-------- EXTRAIT SOURCE --------

Arthur Soucemarianadin est depuis trois ans Conseiller pour les relations universitaires et scientifiques à l’Ambassade de France en Espagne. Il décrypte un projet essentiel, sur lequel les équipes impliquées travaillent depuis plusieurs années, qui devrait bouleverser la façon de concevoir les cursus universitaires mixtes entre la France et l'Espagne : l'Université franco-espagnole.
lepetitjournal.com : Quelles sont vos missions au sein du SCAC ?
Arthur Soucemarianadin : Le travail de nos équipes consiste à animer et promouvoir les relations universitaires et scientifiques entre les établissements de nos deux pays. Notre objectif est de rendre la France plus attractive non seulement d’un point de vue académique mais également d’un point de vue culturel à travers les débats d’idées . C'est une tâche protéiforme, qui inclut près de 200 écoles supérieures et un peu plus de 70 universités côté français, ainsi que des grands organismes de recherche tels que le CNRS, l'INSERM ou le CEA, que nous nous efforçons à mettre en rapport avec leurs équivalents et homologues espagnols, en essayant de promouvoir la mise en place de projets communs. Notre mission consiste aussi, dans ce cadre bilatéral, à créer du lien entre l'enseignement supérieur et la recherche, afin de permettre la poursuite des cursus universitaires vers la recherche et l’innovation, tout en priorisant certains domaines jugés stratégiques par la France et l'Espagne, comme les énergies renouvelables, l'eau, l'alimentation, les nouvelles technologies appliquées aux questions de santé et de vieillissement, ou le travail sur les grands instruments européens, à l'instar des accélérateurs de particules de Grenoble ou de Barcelone. Nous avons ainsi participé au renforcement de la collaboration franco-espagnole avec la prochaine création (1er semestre 2018) d'une Unité Mixte Internationale entre le CNRS et le CSIC notamment, et à travers l'Institut d'astrophysique des Canaries, impliquant les observatoires de Grenoble, Paris, Toulouse et Nice, pour un programme pouvant bénéficier d'importants fonds européens et facilitant le travail in situ de scientifiques français.
Quels sont les outils qui permettent de porter votre action ?

--------

• **À FAIRE**:
1 - D'après l'entretien sur l'Université franco-espagnole, combien d'universités françaises sont concernées par le travail des équipes ?
2 - Poursuivez l'entretien sur l'Université franco-espagnole à partir de l'endroit où il s'arrête.

-------- DONNÉES FOURNIES --------

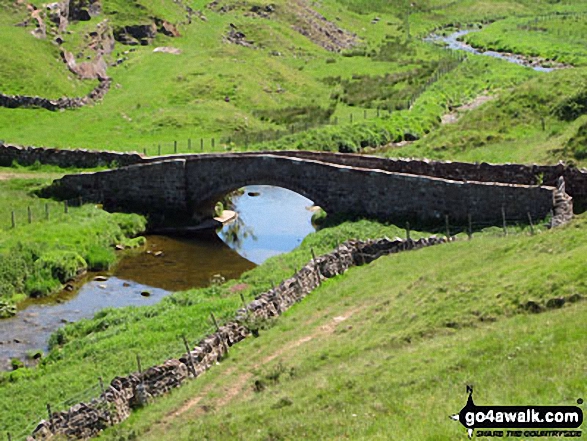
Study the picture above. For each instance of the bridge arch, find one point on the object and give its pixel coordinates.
(202, 195)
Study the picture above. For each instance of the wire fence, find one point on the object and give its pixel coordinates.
(94, 393)
(37, 212)
(243, 140)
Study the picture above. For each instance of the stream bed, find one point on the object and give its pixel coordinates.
(452, 42)
(271, 221)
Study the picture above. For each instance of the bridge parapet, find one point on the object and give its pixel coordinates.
(189, 186)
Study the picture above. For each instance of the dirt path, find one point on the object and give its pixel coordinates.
(239, 386)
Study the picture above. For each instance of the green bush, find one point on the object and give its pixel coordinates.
(572, 107)
(60, 265)
(7, 309)
(41, 284)
(99, 258)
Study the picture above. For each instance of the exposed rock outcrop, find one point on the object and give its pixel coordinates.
(133, 35)
(318, 29)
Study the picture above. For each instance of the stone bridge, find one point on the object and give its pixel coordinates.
(187, 187)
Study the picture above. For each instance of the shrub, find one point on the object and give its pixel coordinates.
(99, 258)
(60, 265)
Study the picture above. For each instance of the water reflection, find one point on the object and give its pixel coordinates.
(272, 221)
(179, 263)
(452, 42)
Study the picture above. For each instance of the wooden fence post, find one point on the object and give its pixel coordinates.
(316, 267)
(531, 224)
(218, 330)
(190, 359)
(470, 230)
(50, 420)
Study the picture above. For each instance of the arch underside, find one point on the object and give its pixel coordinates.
(203, 202)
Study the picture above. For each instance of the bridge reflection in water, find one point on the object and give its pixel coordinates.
(272, 220)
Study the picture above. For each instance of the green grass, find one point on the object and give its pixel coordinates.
(385, 351)
(556, 38)
(162, 98)
(537, 121)
(107, 345)
(46, 76)
(47, 246)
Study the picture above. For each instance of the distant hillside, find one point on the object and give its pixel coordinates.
(227, 74)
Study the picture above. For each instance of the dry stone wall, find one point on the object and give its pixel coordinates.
(64, 158)
(367, 185)
(23, 101)
(124, 394)
(188, 187)
(521, 174)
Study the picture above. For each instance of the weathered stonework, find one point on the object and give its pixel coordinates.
(189, 186)
(22, 101)
(124, 394)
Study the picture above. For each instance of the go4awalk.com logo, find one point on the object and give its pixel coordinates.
(520, 421)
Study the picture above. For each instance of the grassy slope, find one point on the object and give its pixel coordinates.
(37, 258)
(509, 128)
(46, 76)
(107, 345)
(385, 352)
(392, 304)
(159, 98)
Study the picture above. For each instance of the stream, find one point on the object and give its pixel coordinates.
(452, 42)
(271, 221)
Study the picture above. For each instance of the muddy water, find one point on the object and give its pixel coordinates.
(271, 221)
(452, 42)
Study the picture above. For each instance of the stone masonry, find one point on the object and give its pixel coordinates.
(189, 186)
(115, 404)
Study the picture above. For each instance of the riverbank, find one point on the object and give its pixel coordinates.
(107, 345)
(45, 244)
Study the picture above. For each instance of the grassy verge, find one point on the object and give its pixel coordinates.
(385, 351)
(48, 246)
(107, 345)
(554, 37)
(296, 82)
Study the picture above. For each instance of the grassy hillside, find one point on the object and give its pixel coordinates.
(392, 306)
(537, 121)
(48, 246)
(282, 80)
(385, 352)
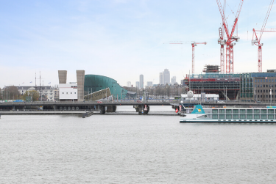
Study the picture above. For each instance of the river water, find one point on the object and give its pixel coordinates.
(134, 149)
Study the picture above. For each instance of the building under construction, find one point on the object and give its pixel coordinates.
(212, 82)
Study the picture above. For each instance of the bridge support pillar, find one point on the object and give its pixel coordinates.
(102, 109)
(142, 109)
(111, 108)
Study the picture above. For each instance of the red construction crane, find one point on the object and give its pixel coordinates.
(230, 38)
(257, 41)
(222, 42)
(193, 51)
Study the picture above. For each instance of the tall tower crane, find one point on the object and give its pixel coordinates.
(230, 38)
(193, 54)
(222, 42)
(193, 51)
(257, 41)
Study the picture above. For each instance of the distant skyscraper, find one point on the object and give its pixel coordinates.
(161, 78)
(141, 81)
(173, 80)
(128, 84)
(149, 84)
(137, 84)
(166, 75)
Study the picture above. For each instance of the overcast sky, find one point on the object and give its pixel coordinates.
(122, 39)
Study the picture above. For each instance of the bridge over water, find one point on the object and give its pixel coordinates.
(110, 106)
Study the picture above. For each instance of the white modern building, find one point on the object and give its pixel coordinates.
(161, 78)
(128, 84)
(68, 92)
(47, 91)
(173, 80)
(166, 75)
(141, 81)
(137, 84)
(149, 84)
(74, 91)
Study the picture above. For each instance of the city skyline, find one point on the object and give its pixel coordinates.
(51, 35)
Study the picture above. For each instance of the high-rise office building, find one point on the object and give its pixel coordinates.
(149, 84)
(166, 75)
(137, 84)
(141, 81)
(161, 78)
(173, 80)
(128, 84)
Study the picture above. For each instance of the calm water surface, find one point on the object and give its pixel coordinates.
(134, 149)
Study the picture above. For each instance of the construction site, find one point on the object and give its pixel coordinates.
(221, 79)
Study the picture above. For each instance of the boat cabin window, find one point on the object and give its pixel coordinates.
(249, 111)
(228, 111)
(235, 111)
(221, 111)
(263, 111)
(256, 111)
(242, 111)
(214, 111)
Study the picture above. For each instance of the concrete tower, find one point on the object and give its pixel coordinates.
(62, 76)
(141, 81)
(80, 83)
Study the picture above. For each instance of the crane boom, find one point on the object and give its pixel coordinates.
(257, 41)
(266, 17)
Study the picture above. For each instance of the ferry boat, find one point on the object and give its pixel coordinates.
(230, 115)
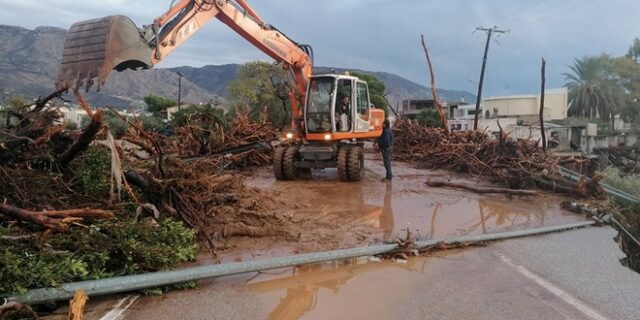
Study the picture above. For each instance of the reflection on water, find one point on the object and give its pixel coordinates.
(299, 291)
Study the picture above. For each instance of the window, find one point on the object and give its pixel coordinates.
(362, 107)
(318, 112)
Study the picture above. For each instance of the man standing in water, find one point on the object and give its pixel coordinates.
(385, 144)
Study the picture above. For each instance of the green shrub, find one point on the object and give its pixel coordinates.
(105, 249)
(93, 174)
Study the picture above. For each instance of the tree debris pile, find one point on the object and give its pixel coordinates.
(63, 218)
(216, 206)
(515, 163)
(236, 144)
(60, 220)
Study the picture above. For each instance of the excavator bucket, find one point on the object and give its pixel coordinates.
(95, 47)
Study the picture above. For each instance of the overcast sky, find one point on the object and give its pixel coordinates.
(384, 35)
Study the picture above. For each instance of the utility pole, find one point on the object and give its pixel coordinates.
(544, 137)
(180, 75)
(489, 31)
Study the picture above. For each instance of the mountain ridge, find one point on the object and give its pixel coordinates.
(29, 62)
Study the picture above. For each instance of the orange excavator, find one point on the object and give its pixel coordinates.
(325, 131)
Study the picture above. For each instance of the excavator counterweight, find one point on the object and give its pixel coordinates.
(95, 47)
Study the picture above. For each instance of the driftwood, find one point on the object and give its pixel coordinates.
(31, 217)
(517, 164)
(76, 305)
(443, 117)
(52, 219)
(519, 192)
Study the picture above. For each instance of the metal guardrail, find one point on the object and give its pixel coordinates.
(617, 194)
(149, 280)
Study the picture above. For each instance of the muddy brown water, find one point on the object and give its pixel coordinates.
(369, 212)
(408, 204)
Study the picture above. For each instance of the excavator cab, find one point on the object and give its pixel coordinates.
(95, 47)
(338, 119)
(338, 108)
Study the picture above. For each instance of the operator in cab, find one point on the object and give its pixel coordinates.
(343, 109)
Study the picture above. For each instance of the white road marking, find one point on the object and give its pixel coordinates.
(118, 310)
(565, 296)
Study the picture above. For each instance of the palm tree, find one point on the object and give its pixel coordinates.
(594, 88)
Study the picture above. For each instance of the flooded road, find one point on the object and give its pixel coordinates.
(407, 203)
(475, 283)
(546, 277)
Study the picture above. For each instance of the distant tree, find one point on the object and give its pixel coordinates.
(594, 88)
(157, 104)
(634, 51)
(258, 86)
(117, 126)
(197, 113)
(16, 103)
(377, 90)
(629, 72)
(429, 118)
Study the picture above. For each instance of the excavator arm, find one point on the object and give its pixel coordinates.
(94, 48)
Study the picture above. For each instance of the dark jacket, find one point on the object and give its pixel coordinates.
(386, 139)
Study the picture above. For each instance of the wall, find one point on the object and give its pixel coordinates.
(555, 105)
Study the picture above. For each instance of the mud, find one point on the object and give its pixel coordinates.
(322, 213)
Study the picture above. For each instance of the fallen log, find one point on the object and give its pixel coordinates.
(519, 192)
(31, 217)
(87, 136)
(79, 213)
(54, 219)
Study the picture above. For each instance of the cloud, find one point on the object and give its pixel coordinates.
(384, 35)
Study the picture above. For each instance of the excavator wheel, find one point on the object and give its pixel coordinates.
(278, 156)
(355, 163)
(343, 152)
(288, 163)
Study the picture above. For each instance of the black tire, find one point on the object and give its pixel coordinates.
(288, 163)
(343, 153)
(278, 155)
(355, 164)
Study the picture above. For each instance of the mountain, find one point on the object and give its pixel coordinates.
(29, 62)
(216, 79)
(400, 88)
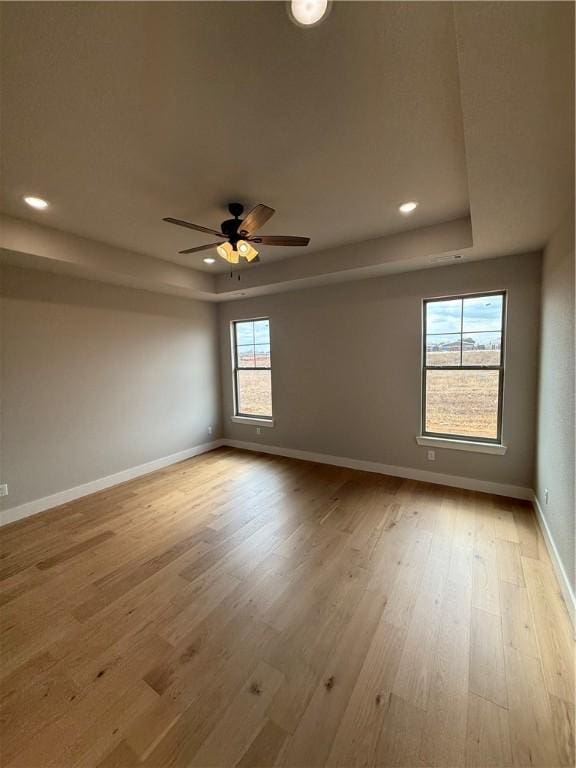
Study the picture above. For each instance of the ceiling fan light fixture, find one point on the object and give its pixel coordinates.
(228, 253)
(308, 13)
(36, 202)
(246, 250)
(407, 208)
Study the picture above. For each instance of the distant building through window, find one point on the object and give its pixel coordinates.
(463, 367)
(252, 368)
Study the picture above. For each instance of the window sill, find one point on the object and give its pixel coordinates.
(254, 420)
(461, 445)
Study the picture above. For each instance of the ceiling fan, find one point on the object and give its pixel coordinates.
(239, 234)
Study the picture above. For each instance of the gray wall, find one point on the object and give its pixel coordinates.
(555, 468)
(346, 368)
(98, 378)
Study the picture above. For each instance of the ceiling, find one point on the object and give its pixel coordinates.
(122, 113)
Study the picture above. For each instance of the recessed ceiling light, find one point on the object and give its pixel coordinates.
(36, 202)
(308, 13)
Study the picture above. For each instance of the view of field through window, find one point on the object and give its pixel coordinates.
(253, 374)
(461, 333)
(458, 401)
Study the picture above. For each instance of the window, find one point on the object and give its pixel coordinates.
(463, 367)
(252, 369)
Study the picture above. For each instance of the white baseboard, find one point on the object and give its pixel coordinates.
(468, 483)
(561, 575)
(63, 497)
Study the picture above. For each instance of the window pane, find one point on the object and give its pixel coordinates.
(481, 348)
(444, 316)
(482, 313)
(462, 403)
(262, 355)
(443, 349)
(245, 333)
(254, 393)
(246, 356)
(262, 331)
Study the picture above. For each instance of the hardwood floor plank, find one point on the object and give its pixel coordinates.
(383, 622)
(487, 672)
(517, 621)
(532, 733)
(553, 632)
(563, 724)
(444, 733)
(488, 736)
(242, 721)
(415, 671)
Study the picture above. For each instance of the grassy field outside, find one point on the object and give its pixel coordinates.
(457, 402)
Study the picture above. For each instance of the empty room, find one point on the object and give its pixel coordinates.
(287, 384)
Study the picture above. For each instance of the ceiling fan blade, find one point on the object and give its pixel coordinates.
(200, 248)
(257, 217)
(197, 227)
(280, 240)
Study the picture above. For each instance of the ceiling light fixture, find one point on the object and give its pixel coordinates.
(36, 202)
(246, 250)
(228, 253)
(308, 13)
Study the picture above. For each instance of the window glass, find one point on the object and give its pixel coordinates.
(463, 335)
(252, 368)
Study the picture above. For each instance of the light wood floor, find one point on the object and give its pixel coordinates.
(238, 609)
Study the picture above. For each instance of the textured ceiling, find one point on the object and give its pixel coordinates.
(122, 113)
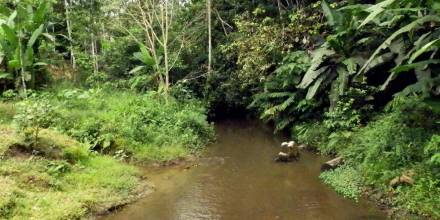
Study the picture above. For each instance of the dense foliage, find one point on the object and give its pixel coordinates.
(354, 78)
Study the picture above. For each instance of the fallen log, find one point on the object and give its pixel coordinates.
(287, 157)
(332, 164)
(400, 180)
(303, 147)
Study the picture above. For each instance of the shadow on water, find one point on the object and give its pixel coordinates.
(237, 179)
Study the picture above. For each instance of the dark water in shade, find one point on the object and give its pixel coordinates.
(237, 180)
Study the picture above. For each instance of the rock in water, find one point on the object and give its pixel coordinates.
(332, 164)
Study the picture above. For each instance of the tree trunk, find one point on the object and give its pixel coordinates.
(208, 6)
(332, 164)
(69, 34)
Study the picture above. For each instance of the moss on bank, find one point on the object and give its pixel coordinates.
(404, 140)
(36, 185)
(78, 166)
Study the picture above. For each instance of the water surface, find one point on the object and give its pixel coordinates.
(237, 179)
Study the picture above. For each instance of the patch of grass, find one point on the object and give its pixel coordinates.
(147, 127)
(403, 140)
(7, 112)
(8, 138)
(42, 188)
(345, 180)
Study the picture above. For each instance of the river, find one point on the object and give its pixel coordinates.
(237, 179)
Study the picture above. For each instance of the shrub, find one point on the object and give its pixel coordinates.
(314, 134)
(32, 116)
(345, 180)
(139, 125)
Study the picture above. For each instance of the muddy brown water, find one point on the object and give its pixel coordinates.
(237, 179)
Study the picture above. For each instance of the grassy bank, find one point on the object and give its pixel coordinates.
(402, 141)
(58, 178)
(78, 163)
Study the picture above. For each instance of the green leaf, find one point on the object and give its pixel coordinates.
(37, 32)
(14, 64)
(144, 56)
(40, 12)
(4, 75)
(375, 11)
(407, 67)
(136, 69)
(49, 36)
(313, 72)
(10, 35)
(40, 64)
(333, 18)
(28, 57)
(11, 18)
(411, 26)
(314, 89)
(422, 50)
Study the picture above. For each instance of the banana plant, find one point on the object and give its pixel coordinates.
(22, 30)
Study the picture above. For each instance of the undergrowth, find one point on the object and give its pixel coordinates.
(403, 140)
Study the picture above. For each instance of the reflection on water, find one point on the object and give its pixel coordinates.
(237, 179)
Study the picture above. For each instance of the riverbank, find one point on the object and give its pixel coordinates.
(393, 159)
(236, 178)
(85, 160)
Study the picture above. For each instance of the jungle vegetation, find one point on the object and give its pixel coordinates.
(353, 78)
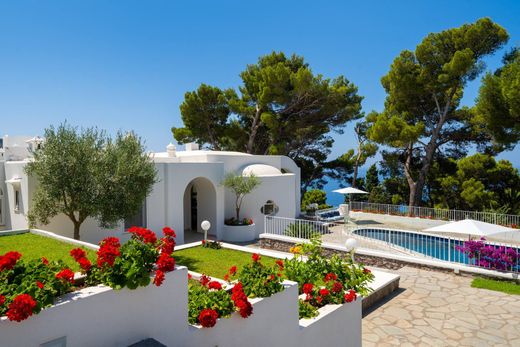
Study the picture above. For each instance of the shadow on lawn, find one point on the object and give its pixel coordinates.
(190, 263)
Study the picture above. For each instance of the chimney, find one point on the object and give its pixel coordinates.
(192, 147)
(170, 149)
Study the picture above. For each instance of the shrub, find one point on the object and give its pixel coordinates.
(28, 287)
(489, 256)
(207, 301)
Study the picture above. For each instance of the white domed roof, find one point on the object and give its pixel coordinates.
(261, 170)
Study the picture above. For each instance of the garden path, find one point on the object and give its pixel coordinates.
(439, 309)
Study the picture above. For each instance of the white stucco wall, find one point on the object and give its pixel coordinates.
(166, 205)
(99, 316)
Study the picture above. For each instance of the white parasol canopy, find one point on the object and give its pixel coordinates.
(350, 190)
(470, 227)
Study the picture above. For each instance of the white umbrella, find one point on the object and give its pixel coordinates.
(349, 190)
(470, 227)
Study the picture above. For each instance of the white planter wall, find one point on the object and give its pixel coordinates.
(100, 316)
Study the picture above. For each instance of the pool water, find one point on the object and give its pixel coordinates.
(433, 246)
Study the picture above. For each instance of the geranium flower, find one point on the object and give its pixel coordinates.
(167, 231)
(208, 318)
(330, 277)
(85, 264)
(307, 288)
(324, 292)
(214, 285)
(66, 275)
(159, 278)
(337, 287)
(204, 280)
(21, 308)
(166, 262)
(78, 253)
(256, 257)
(9, 260)
(350, 295)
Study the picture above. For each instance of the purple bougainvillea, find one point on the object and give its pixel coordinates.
(491, 256)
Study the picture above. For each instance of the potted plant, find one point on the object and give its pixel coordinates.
(237, 229)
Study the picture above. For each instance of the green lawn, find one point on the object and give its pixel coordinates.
(496, 285)
(33, 246)
(215, 262)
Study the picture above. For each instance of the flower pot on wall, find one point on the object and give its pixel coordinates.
(239, 233)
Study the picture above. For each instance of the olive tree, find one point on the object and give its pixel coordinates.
(240, 186)
(85, 173)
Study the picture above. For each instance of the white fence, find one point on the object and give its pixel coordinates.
(436, 213)
(416, 244)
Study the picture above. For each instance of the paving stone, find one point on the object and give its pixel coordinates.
(441, 309)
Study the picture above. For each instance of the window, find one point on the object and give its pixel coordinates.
(16, 200)
(269, 208)
(138, 220)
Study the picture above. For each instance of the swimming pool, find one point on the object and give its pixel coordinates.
(438, 247)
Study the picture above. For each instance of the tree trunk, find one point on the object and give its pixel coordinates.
(254, 130)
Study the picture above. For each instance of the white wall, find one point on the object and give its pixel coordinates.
(99, 316)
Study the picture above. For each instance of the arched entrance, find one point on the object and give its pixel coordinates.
(200, 203)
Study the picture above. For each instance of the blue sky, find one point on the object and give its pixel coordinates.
(126, 65)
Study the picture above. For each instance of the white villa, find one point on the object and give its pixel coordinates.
(189, 191)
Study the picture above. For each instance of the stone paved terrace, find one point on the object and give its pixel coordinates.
(440, 309)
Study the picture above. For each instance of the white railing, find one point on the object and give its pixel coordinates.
(509, 220)
(298, 228)
(416, 244)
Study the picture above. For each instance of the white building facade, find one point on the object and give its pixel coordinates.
(188, 191)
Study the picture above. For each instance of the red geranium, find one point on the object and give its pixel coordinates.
(78, 253)
(245, 309)
(337, 287)
(8, 260)
(331, 277)
(167, 245)
(159, 278)
(324, 292)
(165, 262)
(66, 275)
(214, 285)
(208, 318)
(167, 231)
(204, 280)
(307, 288)
(85, 264)
(350, 296)
(21, 308)
(108, 251)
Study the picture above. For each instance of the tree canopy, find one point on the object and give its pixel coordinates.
(86, 174)
(498, 103)
(424, 88)
(282, 108)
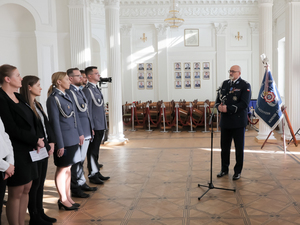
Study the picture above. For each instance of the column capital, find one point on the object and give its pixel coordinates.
(112, 3)
(125, 29)
(161, 28)
(220, 27)
(254, 27)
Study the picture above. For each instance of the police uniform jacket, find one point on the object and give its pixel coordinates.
(236, 97)
(95, 106)
(67, 128)
(80, 101)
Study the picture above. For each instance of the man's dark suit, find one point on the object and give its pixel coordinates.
(236, 97)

--------

• **RÉPONSES**:
1 - Un peu plus de 70 universités.

2 -
A la fin du programme Picasso en 2010, qui permettait de soutenir près de 200 missions entre la France et l'Espagne, nous avons dû rebâtir les échanges bilatéraux à partir de différentes initiatives complémentaires. Deux programmes ont ainsi constitué des vecteurs efficaces en la matière, le Master conjoint et le programme Mérimée, tout en restant sur des volumes largement inférieurs à ce que nous avions connu auparavant. Le Master conjoint, à l'image de ce qui se fait par exemple entre la Sorbonne et l'université Complutense sur les Études françaises et hispaniques et qui concerne une vingtaine d'étudiants chaque année, permet l'attribution d'un diplôme conjoint, portant les sceaux des établissements des deux pays. Dans ce cas, la coordination entre universités, la mise en place de procédures communes, constituent un premier pas à une échelle disons isolée, vers l'étape suivante, qui devrait se concrétiser très prochainement, et que nous appelons l'Université franco-espagnole. Concernant le programme Mérimée, il permet de former des jeunes doctorants au niveau de la recherche et passe là encore par des accords entre écoles doctorales françaises et espagnoles.
Au final, d'un programme qui permettait une multitude de missions sur des périodes courtes, nous sommes passés à un modèle qui exige un niveau de coopération plus élevé, promouvant des formations communes, des parcours dans plusieurs pays et des diplômes conjoints, reconnus par l'Union européenne. Notre objectif étant de permettre l'émergence d'équipes qui se distinguent au niveau mondial, il faut savoir que le terreau universitaire et la dimension binationale sont autant d'éléments qui favorisent non seulement l'excellence de nos chercheurs, mais aussi la projection et l'impact de leurs travaux et de leurs publications, dans les langues et les zones d'influence des deux pays.
Pouvez-vous en dire un peu plus sur l'Université franco-espagnole ?
Il s'agit en fait d'une université "sans murs", créée à partir des établissements français et espagnols et des relations existantes entre eux. L'idée est de coordonner ce qui a déjà été mis en place, de façon à amplifier le volume des échanges et de disposer d'une vue globale de l'ensemble des relations et des cursus proposés, en utilisant aussi comme modèle les deux précédents dont nous pouvons nous inspirer, l'université franco-allemande et l'université franco-italienne -qui ont pour autant chacune leurs spécificités.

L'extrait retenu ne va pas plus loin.